- Opening Delimiter -
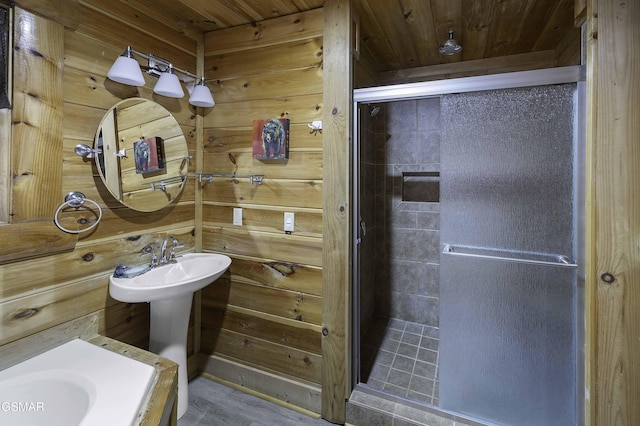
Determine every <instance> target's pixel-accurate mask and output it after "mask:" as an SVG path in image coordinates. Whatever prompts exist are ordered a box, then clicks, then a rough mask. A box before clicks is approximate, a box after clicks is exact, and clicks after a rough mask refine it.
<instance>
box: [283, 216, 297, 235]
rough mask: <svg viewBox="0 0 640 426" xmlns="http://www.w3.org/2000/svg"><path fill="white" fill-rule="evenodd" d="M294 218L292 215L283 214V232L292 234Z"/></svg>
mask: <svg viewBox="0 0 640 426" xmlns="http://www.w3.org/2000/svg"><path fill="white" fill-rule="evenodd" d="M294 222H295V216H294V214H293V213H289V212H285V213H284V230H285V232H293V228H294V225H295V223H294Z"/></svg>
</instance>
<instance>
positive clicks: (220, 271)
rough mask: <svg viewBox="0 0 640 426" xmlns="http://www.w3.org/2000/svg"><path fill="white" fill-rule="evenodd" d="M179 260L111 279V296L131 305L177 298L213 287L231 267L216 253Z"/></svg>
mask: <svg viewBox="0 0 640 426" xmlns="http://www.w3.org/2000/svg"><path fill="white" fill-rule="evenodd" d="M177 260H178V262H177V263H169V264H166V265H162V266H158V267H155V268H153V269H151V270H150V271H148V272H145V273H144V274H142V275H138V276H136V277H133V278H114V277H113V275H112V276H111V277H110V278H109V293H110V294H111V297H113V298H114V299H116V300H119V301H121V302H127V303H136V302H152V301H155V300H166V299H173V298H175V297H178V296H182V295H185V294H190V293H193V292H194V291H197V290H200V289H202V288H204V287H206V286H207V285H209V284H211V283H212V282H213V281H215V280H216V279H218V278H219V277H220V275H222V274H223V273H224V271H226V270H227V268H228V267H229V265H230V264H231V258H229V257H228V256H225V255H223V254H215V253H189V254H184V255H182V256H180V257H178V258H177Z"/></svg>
- Closing Delimiter -
:: AIM OF THE EXERCISE ::
Leave out any pictures and return exactly the lines from the beginning of the data through the line with "positive clicks: (220, 271)", inclusive.

:: YOUR RESPONSE ::
Determine every <instance> target's pixel-accurate mask and output it after "mask:" as an SVG path in image coordinates. Whatever prompts exist are ordered a box, then clicks, then a rough mask. A box before clicks is approximate, a box after clicks is exact, and clicks after a rough mask refine it.
<instance>
box: [283, 216, 297, 235]
rough mask: <svg viewBox="0 0 640 426" xmlns="http://www.w3.org/2000/svg"><path fill="white" fill-rule="evenodd" d="M294 218L292 215L283 214V232L292 234Z"/></svg>
mask: <svg viewBox="0 0 640 426" xmlns="http://www.w3.org/2000/svg"><path fill="white" fill-rule="evenodd" d="M294 222H295V216H294V214H293V213H289V212H285V213H284V230H285V232H293V228H294V225H295V223H294Z"/></svg>
</instance>
<instance>
positive clicks: (220, 271)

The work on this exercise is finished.